- [TASKS]:
• A. According to the forum thread about the poodle's first trim, how often does starkeeper take the dogs to the groomer?
• B. Copy the forum thread about the poodle's first trim starting with "What a handsome little" and going on through "(Nov 29, 2008)", swapping "obedience" for "training classes".

- [DOCUMENT SEGMENT]:
#####
# My boy got his 1st official trim



## gwtwmum2 (Sep 14, 2008)

I broke down and took Wrigley to the groomer to get his face cleaned up (and feet, boy parts, etc.) that way I could see where his lines should be and try to follow them. I think he is such a handsome boy now that I can SEE his face again!


----------



## starkeeper (Jan 27, 2009)

*There is nothing like a freshly groomed poodle!*

I take my dogs to the groomers every third month (with touch ups by me in between).

I can never get the dogs looking as good as the groomers do! (they have better equipment and more experience than me).


----------



## WonderPup (Oct 26, 2008)

And what a pretty face he has  Hope he enjoyed his trip to the spa.


----------



## SECRETO (Aug 20, 2008)

He's really cute. I like his clean shaved face.


----------



## spoofan (Dec 11, 2008)

Oh..he is adorable!!!
How is he behaving?


----------



## gwtwmum2 (Sep 14, 2008)

I believe there is hope for Wrigley yet!  I'm trying to give him more exercise and keep things as far back on the counter as I can. Today, the groomer who will also be our obedience trainer in March, said that she thought he did really well for a puppy. He fought her a little but would definitely give in and become still. She said that she thought he had a good personality.
I just want to make sure I do this right. I know that all the effort he and I put into learning now will pay off as he gets older (and bigger).


----------



## tannerokeefe (Dec 14, 2008)

he is sooo handsome!! how old is he?


----------



## gwtwmum2 (Sep 14, 2008)

Thank you! He is almost 6 months old (will be the end of this month). His sister is Jenny - the adorable white spoo that Sam I am owns.


----------



## kathyd (Nov 8, 2008)

What a handsome little man. His face really is beautiful and he has lovely eyes. Glad to hear that he's behaving better, too. I really think exercise - both physical and mental makes all the difference. You'll probably see a big change when you start obedience.


----------



## IPP (Nov 29, 2008)

Oh we is getting to be such a big boy! His face looks very nice!


----------



## Blue Fox (Oct 22, 2008)

Wrigs looks adorable, what a gorgeous little face


----------



## Pamela (Sep 9, 2008)

gwtwmum2 said:


> I broke down and took Wrigley to the groomer to get his face cleaned up (and feet, boy parts, etc.) that way I could see where his lines should be and try to follow them. I think he is such a handsome boy now that I can SEE his face again!


what a cute boy!!!!


----------



## Sam I Am (Jul 6, 2008)

So handsome!!! Glad to here he is being a good boy


----------



## jester's mom (Nov 25, 2008)

What a handsome boy!! LOL.. he looks like her really enjoys snuggling under the blanket. That is so cute.


----------
#####
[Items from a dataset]
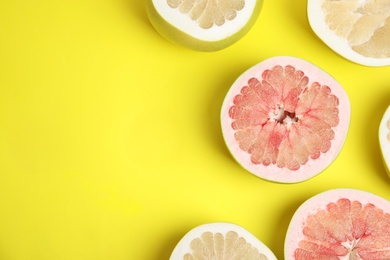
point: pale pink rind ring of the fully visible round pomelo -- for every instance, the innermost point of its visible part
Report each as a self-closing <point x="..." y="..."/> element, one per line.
<point x="312" y="167"/>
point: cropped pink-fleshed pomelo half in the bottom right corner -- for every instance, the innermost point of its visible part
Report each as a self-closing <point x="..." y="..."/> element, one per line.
<point x="340" y="224"/>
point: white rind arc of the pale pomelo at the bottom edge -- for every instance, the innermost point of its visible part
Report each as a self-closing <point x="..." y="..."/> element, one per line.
<point x="183" y="246"/>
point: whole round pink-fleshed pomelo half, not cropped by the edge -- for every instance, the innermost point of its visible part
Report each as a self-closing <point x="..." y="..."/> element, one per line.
<point x="285" y="120"/>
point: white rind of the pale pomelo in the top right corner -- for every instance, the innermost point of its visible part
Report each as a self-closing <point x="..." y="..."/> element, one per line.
<point x="316" y="20"/>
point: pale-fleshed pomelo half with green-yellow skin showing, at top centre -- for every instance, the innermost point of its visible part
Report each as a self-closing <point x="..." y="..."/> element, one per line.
<point x="203" y="25"/>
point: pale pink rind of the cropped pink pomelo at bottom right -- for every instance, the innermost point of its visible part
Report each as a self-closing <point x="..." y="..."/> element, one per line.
<point x="319" y="202"/>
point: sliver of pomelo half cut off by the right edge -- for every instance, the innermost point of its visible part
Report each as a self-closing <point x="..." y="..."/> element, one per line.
<point x="384" y="139"/>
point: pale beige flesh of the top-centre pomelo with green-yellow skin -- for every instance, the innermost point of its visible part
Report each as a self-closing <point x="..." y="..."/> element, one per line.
<point x="208" y="13"/>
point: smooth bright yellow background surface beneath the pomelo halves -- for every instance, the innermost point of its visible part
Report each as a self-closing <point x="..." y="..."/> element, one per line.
<point x="110" y="142"/>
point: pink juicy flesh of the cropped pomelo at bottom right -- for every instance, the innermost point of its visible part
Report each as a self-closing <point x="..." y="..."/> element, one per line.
<point x="346" y="228"/>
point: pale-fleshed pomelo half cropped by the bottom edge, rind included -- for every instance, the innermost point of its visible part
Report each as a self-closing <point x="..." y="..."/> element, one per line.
<point x="221" y="241"/>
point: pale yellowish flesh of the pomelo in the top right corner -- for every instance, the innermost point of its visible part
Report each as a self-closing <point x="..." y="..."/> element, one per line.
<point x="364" y="24"/>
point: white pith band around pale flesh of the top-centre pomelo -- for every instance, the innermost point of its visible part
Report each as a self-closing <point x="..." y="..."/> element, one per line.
<point x="184" y="23"/>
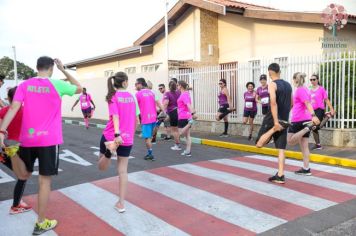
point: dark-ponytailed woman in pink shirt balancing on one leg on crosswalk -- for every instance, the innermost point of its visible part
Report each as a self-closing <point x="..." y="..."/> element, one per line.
<point x="118" y="136"/>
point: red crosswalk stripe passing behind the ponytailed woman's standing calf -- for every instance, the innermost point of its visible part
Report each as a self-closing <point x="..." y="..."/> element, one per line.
<point x="180" y="215"/>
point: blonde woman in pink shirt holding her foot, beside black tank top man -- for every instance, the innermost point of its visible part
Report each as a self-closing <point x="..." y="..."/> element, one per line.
<point x="303" y="120"/>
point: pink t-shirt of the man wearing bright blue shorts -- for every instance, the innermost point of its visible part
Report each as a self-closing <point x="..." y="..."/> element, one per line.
<point x="146" y="100"/>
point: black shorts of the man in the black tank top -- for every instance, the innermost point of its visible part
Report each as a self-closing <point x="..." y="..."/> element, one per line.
<point x="279" y="138"/>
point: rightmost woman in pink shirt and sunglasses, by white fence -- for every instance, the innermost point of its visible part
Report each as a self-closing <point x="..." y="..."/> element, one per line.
<point x="319" y="96"/>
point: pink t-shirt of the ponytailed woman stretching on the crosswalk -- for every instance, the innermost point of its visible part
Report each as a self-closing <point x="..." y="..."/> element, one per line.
<point x="125" y="106"/>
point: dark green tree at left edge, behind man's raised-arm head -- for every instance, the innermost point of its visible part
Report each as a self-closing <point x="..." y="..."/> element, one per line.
<point x="7" y="69"/>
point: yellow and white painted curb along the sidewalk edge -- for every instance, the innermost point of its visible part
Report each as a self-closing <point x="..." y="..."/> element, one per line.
<point x="338" y="161"/>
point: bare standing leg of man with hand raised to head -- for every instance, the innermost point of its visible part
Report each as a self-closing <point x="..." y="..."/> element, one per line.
<point x="43" y="195"/>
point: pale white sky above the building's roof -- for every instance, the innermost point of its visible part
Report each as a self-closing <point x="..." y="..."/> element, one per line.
<point x="75" y="30"/>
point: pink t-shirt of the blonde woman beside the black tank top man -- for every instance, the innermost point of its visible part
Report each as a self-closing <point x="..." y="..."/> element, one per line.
<point x="299" y="110"/>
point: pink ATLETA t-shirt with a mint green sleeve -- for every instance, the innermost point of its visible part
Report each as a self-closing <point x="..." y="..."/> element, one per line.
<point x="42" y="121"/>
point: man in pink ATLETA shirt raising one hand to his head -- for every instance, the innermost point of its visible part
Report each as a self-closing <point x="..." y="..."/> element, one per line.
<point x="41" y="131"/>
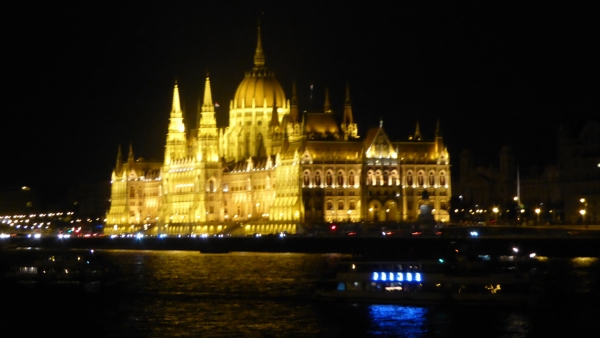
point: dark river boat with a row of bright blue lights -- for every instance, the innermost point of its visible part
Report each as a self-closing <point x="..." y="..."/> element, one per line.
<point x="467" y="282"/>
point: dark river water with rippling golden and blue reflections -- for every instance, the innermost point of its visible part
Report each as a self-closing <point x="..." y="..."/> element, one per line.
<point x="188" y="294"/>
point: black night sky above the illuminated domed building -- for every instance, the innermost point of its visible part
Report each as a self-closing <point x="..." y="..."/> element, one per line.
<point x="82" y="78"/>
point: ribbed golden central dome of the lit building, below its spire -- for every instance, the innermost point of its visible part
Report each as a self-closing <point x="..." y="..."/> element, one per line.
<point x="260" y="85"/>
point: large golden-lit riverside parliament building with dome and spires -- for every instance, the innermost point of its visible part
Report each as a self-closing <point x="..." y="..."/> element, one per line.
<point x="275" y="169"/>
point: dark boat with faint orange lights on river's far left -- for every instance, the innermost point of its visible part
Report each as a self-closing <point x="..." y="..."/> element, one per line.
<point x="52" y="270"/>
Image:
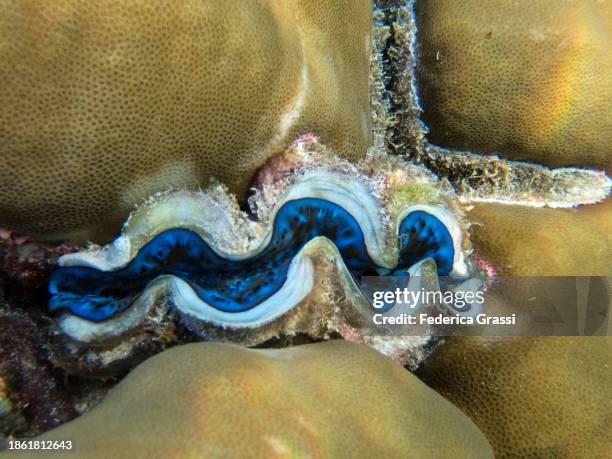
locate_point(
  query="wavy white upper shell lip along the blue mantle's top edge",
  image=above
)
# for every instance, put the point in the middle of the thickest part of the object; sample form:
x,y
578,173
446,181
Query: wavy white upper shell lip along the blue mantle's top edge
x,y
189,211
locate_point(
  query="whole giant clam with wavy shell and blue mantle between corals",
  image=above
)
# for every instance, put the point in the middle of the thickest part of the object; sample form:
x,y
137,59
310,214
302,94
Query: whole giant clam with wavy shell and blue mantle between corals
x,y
291,266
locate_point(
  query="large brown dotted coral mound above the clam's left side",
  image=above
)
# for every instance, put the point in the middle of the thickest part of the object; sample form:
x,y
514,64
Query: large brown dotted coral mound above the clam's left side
x,y
105,103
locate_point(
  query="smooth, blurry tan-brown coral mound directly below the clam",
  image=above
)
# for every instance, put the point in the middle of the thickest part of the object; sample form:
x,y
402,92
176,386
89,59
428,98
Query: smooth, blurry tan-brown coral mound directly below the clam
x,y
329,399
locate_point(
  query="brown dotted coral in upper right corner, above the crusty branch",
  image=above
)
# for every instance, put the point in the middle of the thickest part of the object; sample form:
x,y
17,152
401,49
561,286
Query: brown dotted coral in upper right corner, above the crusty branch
x,y
530,80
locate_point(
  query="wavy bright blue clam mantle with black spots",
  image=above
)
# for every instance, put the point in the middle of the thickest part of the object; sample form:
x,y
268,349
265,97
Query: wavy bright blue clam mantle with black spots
x,y
236,285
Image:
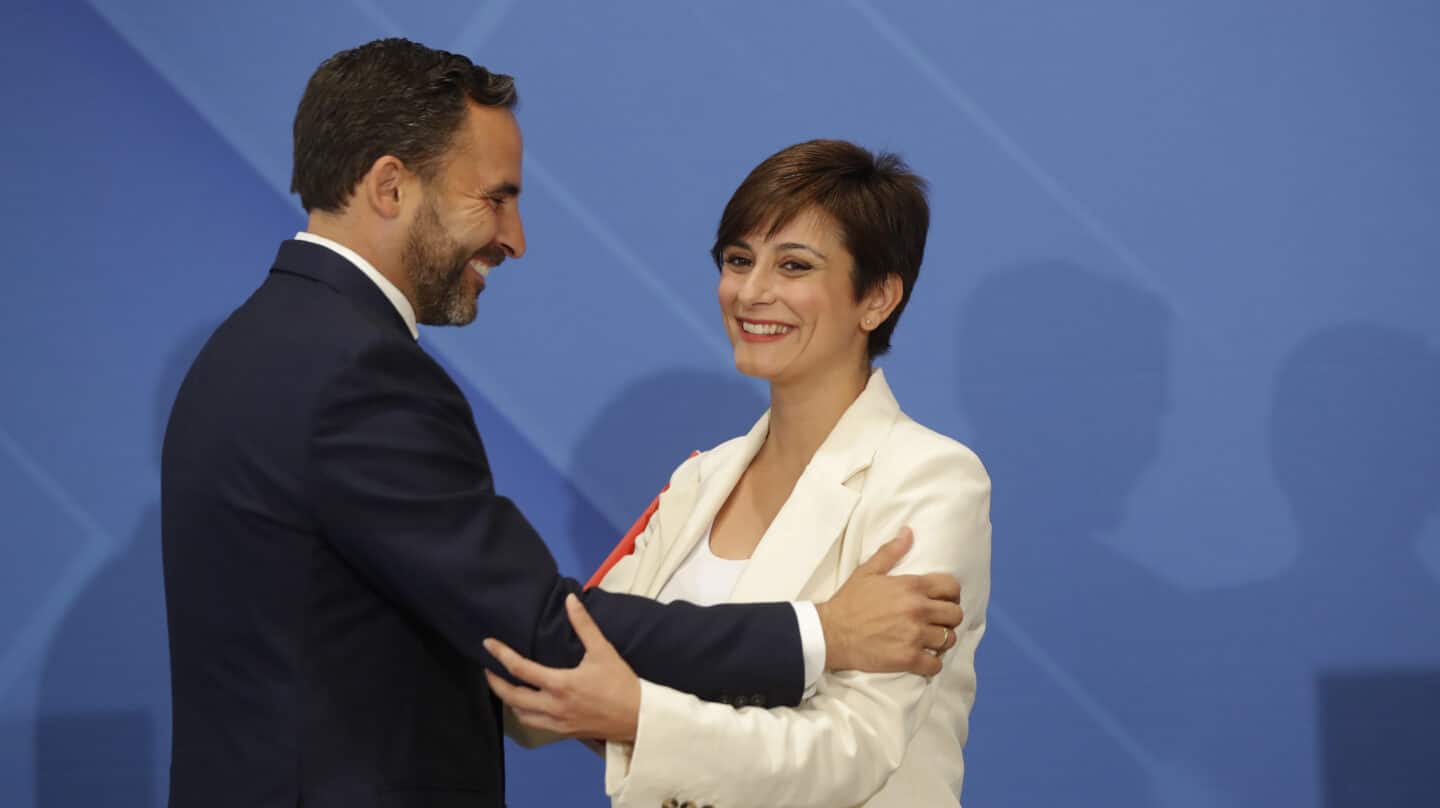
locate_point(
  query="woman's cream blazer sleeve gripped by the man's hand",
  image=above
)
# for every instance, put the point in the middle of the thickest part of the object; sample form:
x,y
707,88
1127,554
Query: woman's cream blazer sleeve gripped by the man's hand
x,y
843,745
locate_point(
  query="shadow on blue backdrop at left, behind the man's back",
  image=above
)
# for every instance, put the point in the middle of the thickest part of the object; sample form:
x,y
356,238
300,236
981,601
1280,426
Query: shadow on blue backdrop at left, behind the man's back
x,y
104,708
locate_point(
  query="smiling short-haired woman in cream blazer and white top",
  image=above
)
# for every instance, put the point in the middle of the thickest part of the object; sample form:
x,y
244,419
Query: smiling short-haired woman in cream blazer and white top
x,y
819,251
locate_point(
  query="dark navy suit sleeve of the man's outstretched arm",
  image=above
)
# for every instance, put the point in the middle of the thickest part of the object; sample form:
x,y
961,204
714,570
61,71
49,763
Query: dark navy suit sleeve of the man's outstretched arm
x,y
401,488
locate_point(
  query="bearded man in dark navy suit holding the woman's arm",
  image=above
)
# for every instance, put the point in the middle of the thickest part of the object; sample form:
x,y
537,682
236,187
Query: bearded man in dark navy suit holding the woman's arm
x,y
335,551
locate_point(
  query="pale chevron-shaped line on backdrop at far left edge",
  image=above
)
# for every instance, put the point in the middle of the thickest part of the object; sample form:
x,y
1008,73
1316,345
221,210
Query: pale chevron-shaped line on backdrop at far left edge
x,y
100,545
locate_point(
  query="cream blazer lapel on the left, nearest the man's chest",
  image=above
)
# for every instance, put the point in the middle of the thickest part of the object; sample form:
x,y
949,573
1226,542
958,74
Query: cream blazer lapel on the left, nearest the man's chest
x,y
686,519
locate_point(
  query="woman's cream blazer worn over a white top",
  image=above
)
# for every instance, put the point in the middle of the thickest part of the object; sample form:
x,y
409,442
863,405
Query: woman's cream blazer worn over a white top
x,y
863,740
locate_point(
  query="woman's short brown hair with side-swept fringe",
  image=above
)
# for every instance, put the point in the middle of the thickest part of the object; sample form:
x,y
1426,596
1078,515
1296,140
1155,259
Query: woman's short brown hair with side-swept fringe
x,y
876,199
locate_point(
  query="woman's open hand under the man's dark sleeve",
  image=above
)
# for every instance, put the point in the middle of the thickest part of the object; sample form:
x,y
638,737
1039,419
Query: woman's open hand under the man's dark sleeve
x,y
597,699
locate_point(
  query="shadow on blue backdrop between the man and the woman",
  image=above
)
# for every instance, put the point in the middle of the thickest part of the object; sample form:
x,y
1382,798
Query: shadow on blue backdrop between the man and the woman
x,y
642,436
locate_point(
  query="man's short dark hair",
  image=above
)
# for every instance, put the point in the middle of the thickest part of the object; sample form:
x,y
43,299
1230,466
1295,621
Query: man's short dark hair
x,y
387,97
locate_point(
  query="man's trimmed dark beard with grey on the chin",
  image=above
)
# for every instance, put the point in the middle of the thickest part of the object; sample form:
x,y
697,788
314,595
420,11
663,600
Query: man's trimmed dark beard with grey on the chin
x,y
437,267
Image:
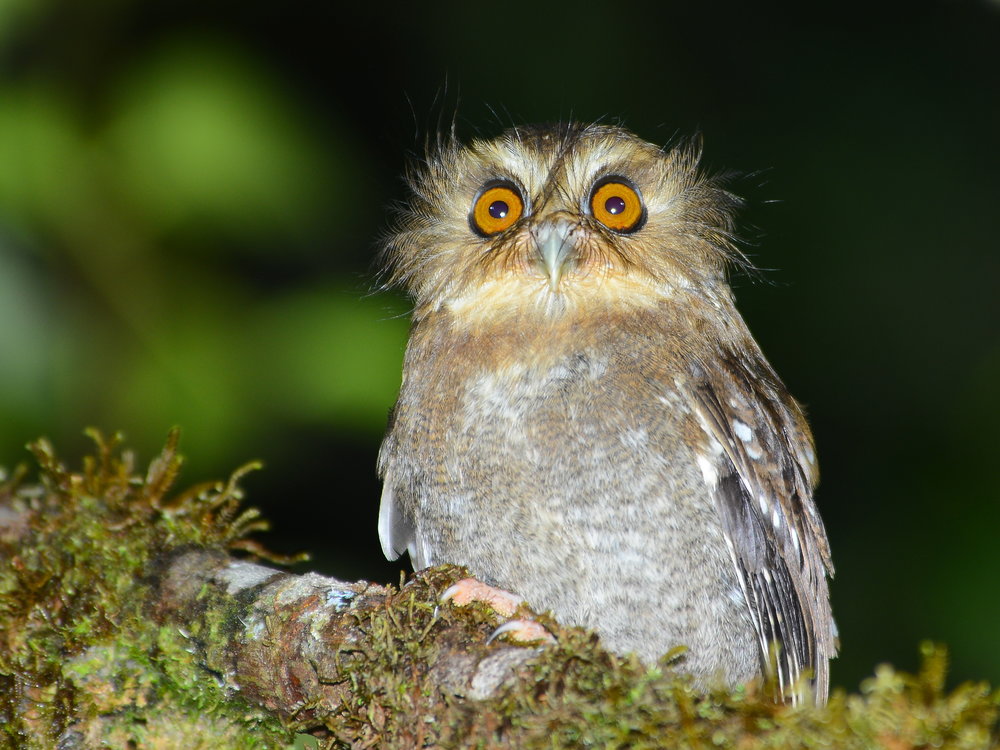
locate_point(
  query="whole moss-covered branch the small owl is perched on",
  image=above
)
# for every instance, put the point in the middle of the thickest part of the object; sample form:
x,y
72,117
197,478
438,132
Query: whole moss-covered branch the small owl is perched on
x,y
126,621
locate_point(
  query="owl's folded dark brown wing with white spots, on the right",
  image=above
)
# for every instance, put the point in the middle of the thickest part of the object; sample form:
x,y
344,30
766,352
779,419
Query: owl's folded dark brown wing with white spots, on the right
x,y
764,472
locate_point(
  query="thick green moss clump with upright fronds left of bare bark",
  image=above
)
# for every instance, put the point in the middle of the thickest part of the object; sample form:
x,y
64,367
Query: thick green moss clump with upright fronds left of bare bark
x,y
81,657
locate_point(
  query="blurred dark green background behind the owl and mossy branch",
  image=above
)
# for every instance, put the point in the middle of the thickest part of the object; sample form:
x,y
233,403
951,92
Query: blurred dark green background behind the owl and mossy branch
x,y
191,195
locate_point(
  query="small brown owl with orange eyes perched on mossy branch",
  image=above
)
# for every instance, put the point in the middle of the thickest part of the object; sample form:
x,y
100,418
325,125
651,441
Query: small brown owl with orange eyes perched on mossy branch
x,y
584,417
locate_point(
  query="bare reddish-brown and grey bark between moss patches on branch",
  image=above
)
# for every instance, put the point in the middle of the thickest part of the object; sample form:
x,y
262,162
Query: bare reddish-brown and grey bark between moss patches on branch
x,y
290,643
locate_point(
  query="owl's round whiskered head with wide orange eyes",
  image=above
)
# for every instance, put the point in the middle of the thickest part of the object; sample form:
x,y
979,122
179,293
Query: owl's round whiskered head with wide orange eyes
x,y
552,217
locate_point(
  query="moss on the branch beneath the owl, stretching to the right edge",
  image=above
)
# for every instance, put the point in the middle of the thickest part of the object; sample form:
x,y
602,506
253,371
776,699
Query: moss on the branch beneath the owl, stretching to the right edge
x,y
575,695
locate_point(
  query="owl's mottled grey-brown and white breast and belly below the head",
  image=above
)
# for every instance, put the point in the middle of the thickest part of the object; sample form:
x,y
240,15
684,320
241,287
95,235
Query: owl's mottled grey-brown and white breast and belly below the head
x,y
571,477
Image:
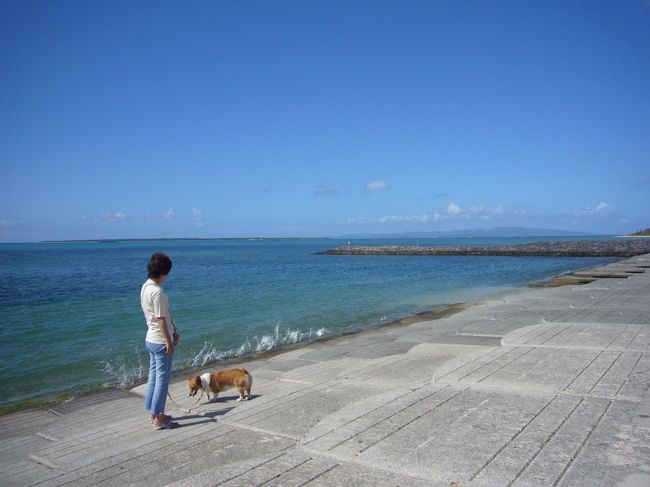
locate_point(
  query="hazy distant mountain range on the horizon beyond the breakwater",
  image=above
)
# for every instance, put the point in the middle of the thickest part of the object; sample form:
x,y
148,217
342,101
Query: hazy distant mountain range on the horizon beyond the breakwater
x,y
477,232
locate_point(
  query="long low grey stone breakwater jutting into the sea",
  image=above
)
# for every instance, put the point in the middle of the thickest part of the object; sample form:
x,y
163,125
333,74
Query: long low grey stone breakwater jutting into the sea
x,y
582,248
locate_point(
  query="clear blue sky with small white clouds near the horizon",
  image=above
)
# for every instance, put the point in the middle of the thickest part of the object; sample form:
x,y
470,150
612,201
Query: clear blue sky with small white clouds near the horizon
x,y
308,118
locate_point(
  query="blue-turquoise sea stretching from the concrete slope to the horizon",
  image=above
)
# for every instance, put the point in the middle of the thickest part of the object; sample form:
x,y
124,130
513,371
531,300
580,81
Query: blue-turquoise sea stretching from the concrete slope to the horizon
#####
- [SOLUTIONS TO THE TASKS]:
• A. Every third month, with touch-ups by starkeeper in between.

• B.
What a handsome little man. His face really is beautiful and he has lovely eyes. Glad to hear that he's behaving better, too. I really think exercise - both physical and mental makes all the difference. You'll probably see a big change when you start training classes.


----------



## IPP (Nov 29, 2008)